The answer must consist of each line below that contains the string "negative".

(Collected data)
* * *

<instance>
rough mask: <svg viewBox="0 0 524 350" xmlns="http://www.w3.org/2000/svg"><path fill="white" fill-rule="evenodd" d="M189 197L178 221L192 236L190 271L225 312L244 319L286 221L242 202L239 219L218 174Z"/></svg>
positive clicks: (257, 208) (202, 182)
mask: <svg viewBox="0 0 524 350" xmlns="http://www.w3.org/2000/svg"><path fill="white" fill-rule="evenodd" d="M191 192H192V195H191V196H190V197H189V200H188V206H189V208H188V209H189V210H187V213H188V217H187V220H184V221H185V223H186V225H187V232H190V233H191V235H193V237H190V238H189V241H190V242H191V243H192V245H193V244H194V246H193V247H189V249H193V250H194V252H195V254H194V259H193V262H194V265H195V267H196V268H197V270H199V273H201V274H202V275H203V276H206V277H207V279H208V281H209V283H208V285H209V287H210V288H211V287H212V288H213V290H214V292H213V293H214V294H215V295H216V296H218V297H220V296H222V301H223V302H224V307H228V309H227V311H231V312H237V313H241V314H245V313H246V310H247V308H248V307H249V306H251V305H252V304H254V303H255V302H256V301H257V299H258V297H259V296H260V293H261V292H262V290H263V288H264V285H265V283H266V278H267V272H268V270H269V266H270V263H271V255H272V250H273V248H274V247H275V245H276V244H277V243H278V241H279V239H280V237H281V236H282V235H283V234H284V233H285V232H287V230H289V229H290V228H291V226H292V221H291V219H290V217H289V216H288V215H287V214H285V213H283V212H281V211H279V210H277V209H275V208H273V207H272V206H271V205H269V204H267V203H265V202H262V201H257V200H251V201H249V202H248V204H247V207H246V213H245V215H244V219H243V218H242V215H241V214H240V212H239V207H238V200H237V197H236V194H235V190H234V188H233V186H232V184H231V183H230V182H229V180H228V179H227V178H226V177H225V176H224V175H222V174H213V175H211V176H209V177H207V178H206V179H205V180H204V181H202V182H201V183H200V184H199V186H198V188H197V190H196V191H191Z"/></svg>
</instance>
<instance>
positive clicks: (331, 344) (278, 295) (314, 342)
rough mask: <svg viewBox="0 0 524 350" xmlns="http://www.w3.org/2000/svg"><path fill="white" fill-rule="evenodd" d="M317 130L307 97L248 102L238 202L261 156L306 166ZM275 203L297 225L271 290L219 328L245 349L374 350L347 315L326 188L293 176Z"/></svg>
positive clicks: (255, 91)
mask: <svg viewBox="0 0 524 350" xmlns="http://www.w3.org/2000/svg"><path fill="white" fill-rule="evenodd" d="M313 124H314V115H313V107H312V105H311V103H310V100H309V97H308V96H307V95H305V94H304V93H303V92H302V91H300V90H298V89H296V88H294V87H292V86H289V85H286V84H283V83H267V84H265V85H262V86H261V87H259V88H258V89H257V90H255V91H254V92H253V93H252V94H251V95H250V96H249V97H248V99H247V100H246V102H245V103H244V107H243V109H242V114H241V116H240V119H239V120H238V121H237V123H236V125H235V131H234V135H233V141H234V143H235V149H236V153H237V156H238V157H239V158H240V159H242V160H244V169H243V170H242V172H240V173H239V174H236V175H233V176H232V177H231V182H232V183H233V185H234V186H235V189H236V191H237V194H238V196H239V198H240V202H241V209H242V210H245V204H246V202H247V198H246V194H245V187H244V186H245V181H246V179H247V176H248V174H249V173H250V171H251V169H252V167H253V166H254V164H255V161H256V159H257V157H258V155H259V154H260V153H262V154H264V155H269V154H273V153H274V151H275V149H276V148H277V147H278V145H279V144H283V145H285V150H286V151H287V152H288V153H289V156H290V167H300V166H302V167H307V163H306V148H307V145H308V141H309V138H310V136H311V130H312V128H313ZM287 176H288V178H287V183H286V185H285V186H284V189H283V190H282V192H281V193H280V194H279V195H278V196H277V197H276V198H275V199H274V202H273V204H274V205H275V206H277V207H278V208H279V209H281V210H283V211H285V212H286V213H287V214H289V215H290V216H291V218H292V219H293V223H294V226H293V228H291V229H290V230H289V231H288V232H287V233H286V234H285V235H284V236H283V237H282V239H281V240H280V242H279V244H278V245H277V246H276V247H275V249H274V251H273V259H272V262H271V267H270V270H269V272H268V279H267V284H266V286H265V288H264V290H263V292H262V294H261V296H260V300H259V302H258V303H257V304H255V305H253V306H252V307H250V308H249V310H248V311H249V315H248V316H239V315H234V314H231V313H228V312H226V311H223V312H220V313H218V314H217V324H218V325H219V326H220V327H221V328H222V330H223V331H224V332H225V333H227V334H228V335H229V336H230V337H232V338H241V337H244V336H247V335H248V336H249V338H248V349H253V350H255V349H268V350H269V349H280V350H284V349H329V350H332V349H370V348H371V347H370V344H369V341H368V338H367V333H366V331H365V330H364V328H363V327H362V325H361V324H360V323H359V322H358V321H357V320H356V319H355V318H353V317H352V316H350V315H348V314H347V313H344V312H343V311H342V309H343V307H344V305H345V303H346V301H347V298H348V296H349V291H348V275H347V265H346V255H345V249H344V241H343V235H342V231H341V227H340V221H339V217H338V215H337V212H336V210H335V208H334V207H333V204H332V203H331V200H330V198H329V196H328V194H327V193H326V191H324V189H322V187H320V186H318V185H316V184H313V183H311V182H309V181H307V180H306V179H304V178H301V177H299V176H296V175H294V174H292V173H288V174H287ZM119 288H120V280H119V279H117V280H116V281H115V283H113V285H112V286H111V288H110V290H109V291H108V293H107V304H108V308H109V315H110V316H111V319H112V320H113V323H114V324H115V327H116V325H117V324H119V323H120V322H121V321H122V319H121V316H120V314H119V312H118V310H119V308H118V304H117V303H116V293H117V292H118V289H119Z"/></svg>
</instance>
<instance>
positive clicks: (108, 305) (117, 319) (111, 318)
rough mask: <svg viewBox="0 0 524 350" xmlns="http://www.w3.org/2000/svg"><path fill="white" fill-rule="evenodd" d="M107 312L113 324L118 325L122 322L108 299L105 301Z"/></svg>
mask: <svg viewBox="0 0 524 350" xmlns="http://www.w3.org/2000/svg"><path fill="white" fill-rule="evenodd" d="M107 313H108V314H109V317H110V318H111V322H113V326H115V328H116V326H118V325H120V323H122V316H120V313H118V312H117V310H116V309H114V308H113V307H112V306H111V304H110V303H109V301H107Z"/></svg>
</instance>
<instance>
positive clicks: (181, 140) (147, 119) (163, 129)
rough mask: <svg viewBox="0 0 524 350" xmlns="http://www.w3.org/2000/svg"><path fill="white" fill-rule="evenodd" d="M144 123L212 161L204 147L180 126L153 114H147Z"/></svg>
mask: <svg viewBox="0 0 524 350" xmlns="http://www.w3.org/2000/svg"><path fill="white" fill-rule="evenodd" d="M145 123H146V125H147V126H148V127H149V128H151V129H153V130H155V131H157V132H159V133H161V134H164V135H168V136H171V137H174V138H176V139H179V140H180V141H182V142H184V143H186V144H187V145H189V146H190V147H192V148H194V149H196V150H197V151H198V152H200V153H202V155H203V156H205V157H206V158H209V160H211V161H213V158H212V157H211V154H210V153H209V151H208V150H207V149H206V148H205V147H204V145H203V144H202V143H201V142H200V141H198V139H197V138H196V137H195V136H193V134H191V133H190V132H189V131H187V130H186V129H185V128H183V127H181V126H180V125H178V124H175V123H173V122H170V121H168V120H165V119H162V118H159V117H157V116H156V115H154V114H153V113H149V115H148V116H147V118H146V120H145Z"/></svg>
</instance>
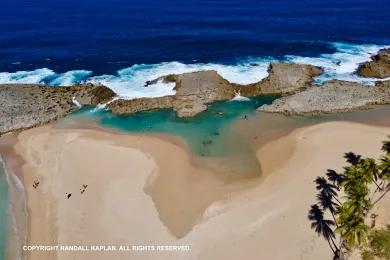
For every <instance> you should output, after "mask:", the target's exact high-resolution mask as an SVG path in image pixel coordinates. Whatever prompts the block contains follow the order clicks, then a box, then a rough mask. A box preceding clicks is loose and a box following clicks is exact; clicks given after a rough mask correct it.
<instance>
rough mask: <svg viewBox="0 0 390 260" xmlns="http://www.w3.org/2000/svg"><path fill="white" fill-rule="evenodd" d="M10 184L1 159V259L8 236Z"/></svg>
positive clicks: (0, 188) (0, 257)
mask: <svg viewBox="0 0 390 260" xmlns="http://www.w3.org/2000/svg"><path fill="white" fill-rule="evenodd" d="M7 209H8V184H7V177H6V175H5V169H4V165H3V162H2V160H1V158H0V259H5V243H6V234H7V232H6V231H7Z"/></svg>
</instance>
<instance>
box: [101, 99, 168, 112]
mask: <svg viewBox="0 0 390 260" xmlns="http://www.w3.org/2000/svg"><path fill="white" fill-rule="evenodd" d="M172 102H173V96H165V97H157V98H137V99H130V100H127V99H117V100H114V101H112V102H111V103H109V104H108V105H107V107H108V108H109V109H110V110H112V112H113V113H115V114H119V115H120V114H131V113H137V112H141V111H148V110H154V109H163V108H171V107H172Z"/></svg>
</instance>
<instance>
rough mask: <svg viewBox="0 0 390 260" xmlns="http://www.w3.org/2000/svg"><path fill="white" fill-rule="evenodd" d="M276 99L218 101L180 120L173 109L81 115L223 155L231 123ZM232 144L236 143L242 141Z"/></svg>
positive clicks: (129, 131) (92, 110)
mask: <svg viewBox="0 0 390 260" xmlns="http://www.w3.org/2000/svg"><path fill="white" fill-rule="evenodd" d="M275 98H276V96H265V97H258V98H252V99H249V100H248V101H218V102H214V103H213V104H211V105H210V106H209V108H208V110H207V111H205V112H202V113H200V114H198V115H197V116H195V117H191V118H179V117H177V116H176V113H175V112H174V111H173V110H172V109H162V110H155V111H148V112H140V113H135V114H129V115H114V114H112V113H111V112H110V111H107V110H100V111H94V110H84V111H81V112H80V113H79V115H87V116H93V117H95V118H96V119H97V120H98V122H99V123H100V124H101V125H103V126H106V127H113V128H116V129H120V130H124V131H128V132H137V133H167V134H171V135H175V136H180V137H182V138H183V139H184V140H185V141H186V143H187V144H188V145H189V147H190V148H191V150H192V151H193V152H194V153H196V154H198V155H202V156H220V155H224V154H225V152H226V150H228V149H226V147H225V148H224V147H221V146H220V145H219V144H220V141H223V139H224V138H225V137H226V135H227V132H228V131H229V126H230V125H231V123H232V122H233V121H235V120H236V119H244V118H245V115H246V116H248V117H249V116H250V115H252V114H254V113H255V112H256V108H257V107H259V106H261V105H263V104H270V103H272V101H273V100H274V99H275ZM231 141H232V142H233V143H235V144H236V142H237V141H238V140H231ZM226 145H227V144H226V143H225V146H226ZM221 148H222V149H221Z"/></svg>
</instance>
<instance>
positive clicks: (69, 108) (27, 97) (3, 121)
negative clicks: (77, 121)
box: [0, 84, 115, 135]
mask: <svg viewBox="0 0 390 260" xmlns="http://www.w3.org/2000/svg"><path fill="white" fill-rule="evenodd" d="M114 96H115V93H114V92H113V91H112V90H111V89H109V88H107V87H105V86H95V85H92V84H84V85H75V86H71V87H50V86H45V85H36V84H35V85H31V84H4V85H0V103H1V108H0V135H1V134H4V133H7V132H10V131H13V130H18V129H25V128H30V127H33V126H36V125H41V124H44V123H47V122H50V121H52V120H55V119H57V118H61V117H64V116H66V115H67V114H68V113H69V112H70V111H71V110H72V107H73V102H72V99H75V100H76V101H77V102H78V103H79V104H80V105H97V104H99V103H103V102H107V101H109V100H111V99H112V98H113V97H114Z"/></svg>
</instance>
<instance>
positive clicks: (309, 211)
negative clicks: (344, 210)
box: [308, 204, 339, 257]
mask: <svg viewBox="0 0 390 260" xmlns="http://www.w3.org/2000/svg"><path fill="white" fill-rule="evenodd" d="M308 218H309V220H310V221H311V228H312V229H314V230H315V232H316V233H317V234H318V236H321V235H322V236H323V237H324V238H325V239H326V240H327V241H328V244H329V247H330V248H331V250H332V252H333V254H334V255H335V256H336V257H338V255H339V248H338V247H337V246H336V244H335V242H334V238H335V234H334V232H333V230H332V228H331V227H332V226H333V225H334V222H333V220H329V219H324V212H323V211H322V210H321V209H320V207H319V206H318V205H317V204H314V205H311V207H310V210H309V215H308ZM331 242H332V244H333V245H332V244H331Z"/></svg>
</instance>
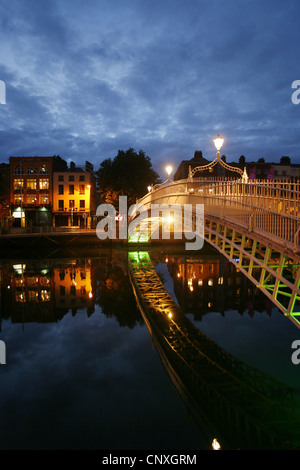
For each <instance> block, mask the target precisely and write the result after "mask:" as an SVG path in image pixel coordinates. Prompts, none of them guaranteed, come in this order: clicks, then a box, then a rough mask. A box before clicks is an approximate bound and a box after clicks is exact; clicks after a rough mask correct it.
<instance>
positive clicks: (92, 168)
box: [9, 156, 96, 228]
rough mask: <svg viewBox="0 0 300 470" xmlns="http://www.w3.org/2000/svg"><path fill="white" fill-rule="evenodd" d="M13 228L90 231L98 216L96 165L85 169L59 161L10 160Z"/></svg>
mask: <svg viewBox="0 0 300 470" xmlns="http://www.w3.org/2000/svg"><path fill="white" fill-rule="evenodd" d="M9 163H10V201H9V202H10V210H11V215H12V216H13V220H14V222H13V225H14V226H19V227H34V226H40V227H41V226H46V227H47V226H48V227H51V226H77V227H81V228H90V227H91V226H92V225H93V224H92V220H93V217H94V216H95V213H96V202H95V197H96V187H95V177H94V169H93V165H91V164H90V163H89V162H86V163H85V166H84V168H82V167H76V166H75V164H74V163H72V162H71V164H70V167H69V168H68V165H67V163H66V162H65V161H64V160H62V159H61V158H60V157H56V156H53V157H10V159H9Z"/></svg>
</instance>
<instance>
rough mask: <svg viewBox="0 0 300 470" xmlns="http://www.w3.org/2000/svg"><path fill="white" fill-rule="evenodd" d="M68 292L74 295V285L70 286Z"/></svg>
mask: <svg viewBox="0 0 300 470" xmlns="http://www.w3.org/2000/svg"><path fill="white" fill-rule="evenodd" d="M70 294H71V295H76V286H70Z"/></svg>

* * *

▶ **Task result**
negative clicks: (77, 121)
negative clicks: (344, 210)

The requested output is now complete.